* **EXTRAIT DU DOCUMENT**:
▬▬▬

Pour faire face aux variations de charge des stations urbaines et industrielles, la société Kemira a mis au point KemConnect™ PT, une solution automatisée pour l’optimisation de la décantation par une analyse prédictive. Des algorithmes permettent de calculer le dosage optimal en fonction de la qualité souhaitée, des conditions à l’instant ‘t’ et de la performance mesurée. Le système permet de prédire de manière fiable la variation de charge en mesurant les changements de décantabilité afin de stabiliser le traitement par une optimisation proactive.
«Avec Kemira KemConnect™ PT, les stations de traitement disposent de la visibilité dont elles ont besoin pour gérer la variabilité de la charge, le traitement et les nombreuses autres variables qui affectent les performances. KemConnect™ PT collecte en permanence des données et fournit des informations à jour 24 h/24 et 7j/7 afin que les opérateurs puissent prendre les meilleures décisions, réagir plus rapidement et identifier en permanence les opportunités d’amélioration. Cette solution a notamment permis la stabilisation de plusieurs stations urbaines avec d’importantes variations de charge en régions touristiques, par exemple, une des plus grosses stations d’épuration portugaise ainsi que la station d’épuration de Mariehamn sur les îles Aland en Finlande», explique Kemira.

▬▬▬

* **CONTRÔLE DE COMPRÉHENSION**:
(a) Quelle station d'épuration située en Finlande le texte sur KemConnect™ PT cite-t-il parmi les stations stabilisées ?
(b) Recopiez fidèlement le passage du texte sur KemConnect™ PT compris entre «Pour faire face» et «une optimisation proactive.», ces deux bornes incluses.

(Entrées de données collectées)
▬▬▬

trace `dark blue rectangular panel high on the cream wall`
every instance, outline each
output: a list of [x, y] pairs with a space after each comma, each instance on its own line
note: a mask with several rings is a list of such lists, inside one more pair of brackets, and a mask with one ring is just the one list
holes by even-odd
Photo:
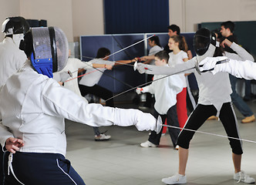
[[168, 0], [105, 0], [105, 32], [166, 32]]

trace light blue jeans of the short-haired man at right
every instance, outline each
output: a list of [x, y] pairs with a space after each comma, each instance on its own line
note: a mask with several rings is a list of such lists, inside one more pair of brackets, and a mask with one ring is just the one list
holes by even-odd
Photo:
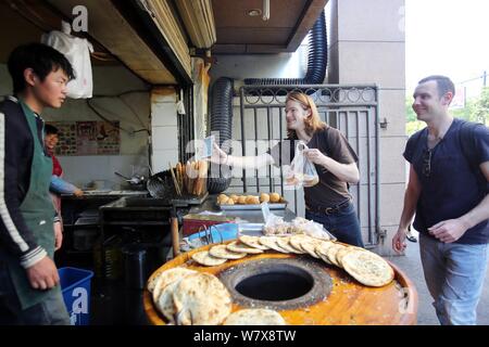
[[488, 244], [442, 243], [419, 233], [423, 271], [440, 324], [477, 324], [488, 249]]

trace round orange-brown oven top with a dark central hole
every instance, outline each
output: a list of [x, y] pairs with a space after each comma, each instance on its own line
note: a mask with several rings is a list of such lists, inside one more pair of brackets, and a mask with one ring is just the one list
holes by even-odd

▬▬▬

* **RÉPONSES DANS L'ORDRE**:
(a) La station d'épuration de Mariehamn, sur les îles Aland en Finlande.

(b)
Pour faire face aux variations de charge des stations urbaines et industrielles, la société Kemira a mis au point KemConnect™ PT, une solution automatisée pour l’optimisation de la décantation par une analyse prédictive. Des algorithmes permettent de calculer le dosage optimal en fonction de la qualité souhaitée, des conditions à l’instant ‘t’ et de la performance mesurée. Le système permet de prédire de manière fiable la variation de charge en mesurant les changements de décantabilité afin de stabiliser le traitement par une optimisation proactive.